The output of the LSA is buffered (Figure 2d ) to isolate the LSA decision nodes from the data-dependent capacitance looking into the DS (Figure 2e) .
The bits stored in the DS are fed into the on-chip digital test backend for in situ processing (Figure 2) . The backend, consisting of synthesized PRBS and pattern generators, snapshots, and counters, gathers bit-error-rate and receiver decision threshold data and exports only statistics off-chip.
IV. MEASURED RESULTS
The monolithically-integrated data receiver was fabricated in a standard 45-nm SOI process, as a part of a flexible electronic-photonic test vehicle. Figure 5 shows two DC photocurrents generated by a 1310-nm wavelength laser, coupled into the chip through a vertical coupler and horizontal waveguide made with front-end body Si. The receiver's threshold is swept using the offset circuitry (Figure 2b ,c) while recording the output decision statistics. Photocurrent values were de-embedded through simulation. Though the receiver was able to detect photocurrent from the PD, a foundry error in the SiGe mask definition limited achievable PD bandwidth. Figure 6a shows the receiver's sensitivity vs frequency for different supply voltages. Sensitivity is measured on a PDconnected receiver (Figure 2g,j) as the width of the transition region ( Figure 5 ) of an optical-0. As clock frequency increases, sensitivity degrades exponentially as predicted by our model due to the decrease in T end . Figure 6b shows the energy-cost of the receiver. The linearity emphasizes the digital design, with power following P digital = f CV 2 DD , keeping the receiver energy-cost ≈ 50f J/b across a range of frequencies. Figure 7 shows the bit-error-rate eye diagram of the receiver when configured with a PD-emulation circuit (Figure 2h ). Clock phase and receiver threshold were swept for a 31-bit PRBS data sequence at 3.5 Gb/s and a supply of 1.1 V, and error statistic were gathered in situ using the digital backend. Clock rates above 3.7 GHz caused the digital testing backend to fail. A die photo is shown in Figure 8 . The chip contains 72 test cells that implement combinations of optical modulators and receivers. Each receiver has a circuit area of 108 μm 2 and PD area of 416 μm 2 .
V. CONCLUSION
Integrated photonics has emerged as an I/O technology that can meet the throughput demands of future many-core processors. In this work, the monolithic integration of the photodetector enables the design of a fully-digital, low-energy receiver with high input sensitivity. A qualitative model of the receiver provides intuition for the impact of different PD integration scenarios on the receiver's sensitivity performance. The sense-amplifier-based latching receiver is shown to operate with μA-sensitivity at 3.5 Gb/s with an energy-efficiency of 52 fJ/b. This work demonstrates the first monolithic electronicphotonic integration in a sub-100-nm standard SOI process.

[Data to examine]
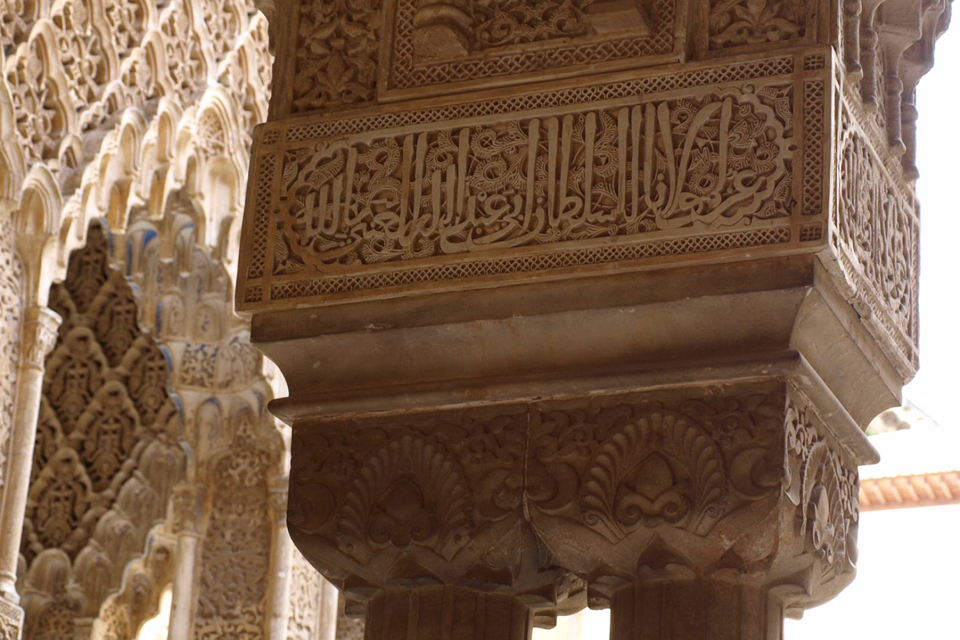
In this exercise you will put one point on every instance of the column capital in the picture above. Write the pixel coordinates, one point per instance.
(738, 485)
(432, 503)
(40, 326)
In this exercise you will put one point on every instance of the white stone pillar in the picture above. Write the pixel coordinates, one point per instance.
(281, 557)
(188, 503)
(39, 336)
(329, 600)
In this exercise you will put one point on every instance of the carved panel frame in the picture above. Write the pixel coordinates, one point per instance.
(802, 230)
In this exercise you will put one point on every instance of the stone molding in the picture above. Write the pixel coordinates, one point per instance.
(751, 489)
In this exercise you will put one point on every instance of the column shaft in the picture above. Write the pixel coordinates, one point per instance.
(695, 610)
(39, 335)
(446, 613)
(279, 603)
(181, 607)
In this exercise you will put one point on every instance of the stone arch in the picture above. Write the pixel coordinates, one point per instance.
(110, 444)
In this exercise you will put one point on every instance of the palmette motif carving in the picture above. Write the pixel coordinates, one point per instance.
(730, 483)
(826, 491)
(337, 52)
(634, 467)
(418, 501)
(499, 23)
(720, 161)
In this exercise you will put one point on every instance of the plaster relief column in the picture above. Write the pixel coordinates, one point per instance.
(188, 501)
(593, 312)
(39, 336)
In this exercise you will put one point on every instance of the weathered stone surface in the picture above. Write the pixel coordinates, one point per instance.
(616, 286)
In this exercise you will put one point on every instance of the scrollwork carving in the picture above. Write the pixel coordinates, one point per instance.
(744, 22)
(718, 161)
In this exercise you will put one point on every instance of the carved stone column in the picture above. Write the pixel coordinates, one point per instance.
(586, 302)
(39, 336)
(188, 501)
(281, 556)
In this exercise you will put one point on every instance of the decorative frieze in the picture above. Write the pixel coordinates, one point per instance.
(739, 485)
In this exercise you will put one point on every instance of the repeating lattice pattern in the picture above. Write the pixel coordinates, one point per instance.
(813, 106)
(653, 84)
(532, 263)
(261, 216)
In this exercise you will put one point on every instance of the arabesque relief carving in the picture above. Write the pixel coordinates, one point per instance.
(716, 161)
(434, 502)
(663, 485)
(236, 550)
(445, 44)
(113, 110)
(106, 453)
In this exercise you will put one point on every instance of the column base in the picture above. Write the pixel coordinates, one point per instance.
(695, 610)
(442, 613)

[What you have to do] Please reproduce, word for word, the stretch of the photonic receiver text from "The bits stored" through "only statistics off-chip.".

[Output below]
The bits stored in the DS are fed into the on-chip digital test backend for in situ processing (Figure 2) . The backend, consisting of synthesized PRBS and pattern generators, snapshots, and counters, gathers bit-error-rate and receiver decision threshold data and exports only statistics off-chip.